By Pam Wright
Local Journalism Initiative Reporter
In a leafy clearing in Dawn-Euphemia Township, the spirit of Dalles Bergsma lives on.
That’s where his family is building a respite cabin to honour the legacy of the young farmer and volunteer firefighter who took his own life in 2020.
“Everyone was blindsided by it,” his mother Diane Bergsma told The Voice in a recent interview. “No one had any clue Dalles was suffering.
“All we saw was his smile.”
In response to the devastating loss, the Bergsma family has launched an ambitious project to help members of the agricultural community and first responders deal with mental health issues. Dubbed the “Three Oaks Respite Cabin,” the effort will provide a safe haven for people to rest and regroup from stress or trauma that impacts – even threatens – their lives.
With the official opening set for this November, Three Oaks will not only provide respite, it will offer self-directed mental health programs at no cost. The space will be made available to host groups and plans are also in the works to provide follow-up therapy.
The Bergmas are working with the National Farmer Mental Health Alliance and trained therapists to develop programming.
According to Diane, providing the service free of charge helps reduce the obstacles faced by those needing help.
“That’s the whole point,” Diane said. “We want to remove the barriers.”
To help fund the initiative and raise awareness about mental health in the farming and first responder communities, organizers are putting on Shifting Gears, a tractor parade, on Aug. 12. It begins at 887 Shetland Rd. near Florence, goes around the country block and ends at the Florence Community Centre.
Registration for the event is by donation and the Bergsmas are hoping spectators will come out to line the parade route in a show of support.
The one-of-a-kind 1,400 sq. foot, three-bedroom, two-bathroom log cabin, is located on a 50-acre woodlot in Dawn-Euphemia north of Dresden. It’s a collaboration between Diane, her husband Al, and Dalles’ six surviving siblings.
Diane said the family is “compelled to share their story,” having had no idea of the threat of completed suicide as it relates to men in agriculture.
“We saw Dalles daily in our day-to-day farming operations,” explained Diane, adding Dalles and his wife were part of the family’s joint farming business. “He had just put up a new hog finishing facility…we didn’t know.”
Since the tragedy, the Bergsmas have learned a great deal about the unique mental health challenges farmers face.
“There are so many unknowns…weather…crop prices,” Diane said. “It creates stress.”
Dalles, who was 27 when he died, had purchased his first farm at age 18 and was happily married to his childhood sweetheart.
“We didn’t know anything was wrong,” Diane added. “It was right under our noses.”
Diane said men having to be tough and not showing their emotions is another factor in the mental health challenge.
“Generally speaking, they are salt-of-the-earth people who contribute and give without expecting a reward,” she said. “There are a lot of unspoken expectations…men aren’t allowed to show emotion. We want to help them live with joy.”

**APPLY WHAT YOU READ:**
- a) Translate this sentence from the article about the Three Oaks Respite Cabin into Spanish: "Since the tragedy, the Bergsmas have learned a great deal about the unique mental health challenges farmers face."
- b) Reproduce the passage of the article about the Three Oaks Respite Cabin between "To help fund" and "six surviving siblings.", inclusive.

**RECORD SET:**
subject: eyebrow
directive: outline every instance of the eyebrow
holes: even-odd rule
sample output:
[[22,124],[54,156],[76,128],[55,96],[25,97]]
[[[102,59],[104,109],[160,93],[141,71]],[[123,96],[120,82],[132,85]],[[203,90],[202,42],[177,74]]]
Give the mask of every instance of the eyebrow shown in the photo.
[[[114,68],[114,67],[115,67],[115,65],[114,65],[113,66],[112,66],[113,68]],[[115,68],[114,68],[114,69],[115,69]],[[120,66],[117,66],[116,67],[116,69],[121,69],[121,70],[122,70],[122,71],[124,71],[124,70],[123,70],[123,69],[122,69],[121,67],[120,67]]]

**PROBLEM SOLUTIONS:**
- a) Desde la tragedia, los Bergsma han aprendido mucho sobre los desafíos particulares de salud mental que enfrentan los agricultores.

- b)
To help fund the initiative and raise awareness about mental health in the farming and first responder communities, organizers are putting on Shifting Gears, a tractor parade, on Aug. 12. It begins at 887 Shetland Rd. near Florence, goes around the country block and ends at the Florence Community Centre.
Registration for the event is by donation and the Bergsmas are hoping spectators will come out to line the parade route in a show of support.
The one-of-a-kind 1,400 sq. foot, three-bedroom, two-bathroom log cabin, is located on a 50-acre woodlot in Dawn-Euphemia north of Dresden. It’s a collaboration between Diane, her husband Al, and Dalles’ six surviving siblings.